### EXERCISE INSTRUCTIONS
Each entry has to be copied exactly, with nothing missed.

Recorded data
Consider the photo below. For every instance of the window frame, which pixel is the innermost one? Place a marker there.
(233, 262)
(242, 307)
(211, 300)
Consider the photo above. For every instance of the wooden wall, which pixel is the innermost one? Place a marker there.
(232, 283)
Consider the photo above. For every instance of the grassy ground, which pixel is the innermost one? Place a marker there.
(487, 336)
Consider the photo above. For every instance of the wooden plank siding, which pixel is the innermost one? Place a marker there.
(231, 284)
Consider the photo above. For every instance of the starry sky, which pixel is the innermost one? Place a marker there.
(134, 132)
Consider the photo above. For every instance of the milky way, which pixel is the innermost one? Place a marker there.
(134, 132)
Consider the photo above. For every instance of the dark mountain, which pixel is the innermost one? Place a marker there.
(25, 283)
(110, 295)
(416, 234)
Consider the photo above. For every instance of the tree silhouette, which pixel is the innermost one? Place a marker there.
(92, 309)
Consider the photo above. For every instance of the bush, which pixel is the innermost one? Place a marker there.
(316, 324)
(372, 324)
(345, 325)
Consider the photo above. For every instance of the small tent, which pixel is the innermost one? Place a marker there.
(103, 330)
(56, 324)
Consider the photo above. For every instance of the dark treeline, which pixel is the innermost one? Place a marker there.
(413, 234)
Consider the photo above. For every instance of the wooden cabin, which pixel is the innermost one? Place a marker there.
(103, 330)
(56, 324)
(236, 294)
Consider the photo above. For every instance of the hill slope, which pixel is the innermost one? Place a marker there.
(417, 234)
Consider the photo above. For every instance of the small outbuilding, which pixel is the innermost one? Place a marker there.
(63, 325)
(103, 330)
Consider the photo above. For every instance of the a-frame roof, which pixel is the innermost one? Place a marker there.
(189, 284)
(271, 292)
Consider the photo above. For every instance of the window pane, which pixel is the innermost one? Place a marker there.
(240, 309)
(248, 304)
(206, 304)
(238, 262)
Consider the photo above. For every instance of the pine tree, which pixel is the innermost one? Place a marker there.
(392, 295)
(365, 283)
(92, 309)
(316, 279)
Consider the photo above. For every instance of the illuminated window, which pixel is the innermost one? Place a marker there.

### RESPONSE TO THIS TASK
Consider the photo below. For every instance of the window frame, which pixel is the innermost one? Place a marker there.
(233, 262)
(242, 307)
(211, 300)
Consider the photo above. For every instance of the wooden wall, which pixel is the innermost one? Place a marker there.
(232, 283)
Consider the photo above. For every instance of the grassy ground, which pixel is the innermost one? Place a marker there.
(487, 336)
Consider the photo above. For every instance of the wooden plank siding, which pixel is the innermost one? Place a marker there.
(231, 284)
Consider the photo above. For every instance of the starry sky, which pixel is the innermost one? Place a marker there.
(134, 132)
Consider the photo above. For every instance of the milky way, which pixel is the innermost one? Place a marker there.
(134, 132)
Consider the photo above. For every instance of the dark mountain, which pixel is the innermost one? Place a marker there.
(25, 283)
(110, 295)
(416, 234)
Consider the photo above. For every instance of the tree silhouette, which pixel is the innermost one? Place a marker there.
(92, 309)
Consider the photo above. For every instance of the bush, which pixel is the innermost one? Place a marker there.
(316, 324)
(372, 324)
(345, 325)
Consider the photo above. For every instance of the small tent, which pixel is the innermost one? Place a marker there.
(103, 330)
(56, 324)
Consider the photo above. For every instance of the dark treeline, which pixel is the innermost one? Place a marker there.
(413, 234)
Consider the photo above. For every instance of the wooden cabin, which pixel is the innermost one? Place a marker there.
(103, 330)
(56, 324)
(236, 294)
Consider the photo above. For every instance of the hill slope, which pixel is the innermost one? Place a marker there.
(417, 234)
Consider the photo above. For every instance of the small outbuilding, which pixel is the innermost one? Place a marker there.
(63, 325)
(103, 330)
Consider the photo above. For every instance of the a-frame roof, which pixel is the innermost one? Place a marker there.
(189, 284)
(271, 292)
Consider the photo above. For every instance of the window pane, which pixel is the innermost one? Place a marker there.
(240, 309)
(248, 304)
(206, 304)
(238, 262)
Consider the photo above. For every instance of the pine tree, which pixel is the innermost one? Place a marker there.
(392, 295)
(365, 283)
(92, 309)
(316, 279)
Consider the photo above. For every instance of the illuminated window, which pixel is the innermost one? Place a marker there.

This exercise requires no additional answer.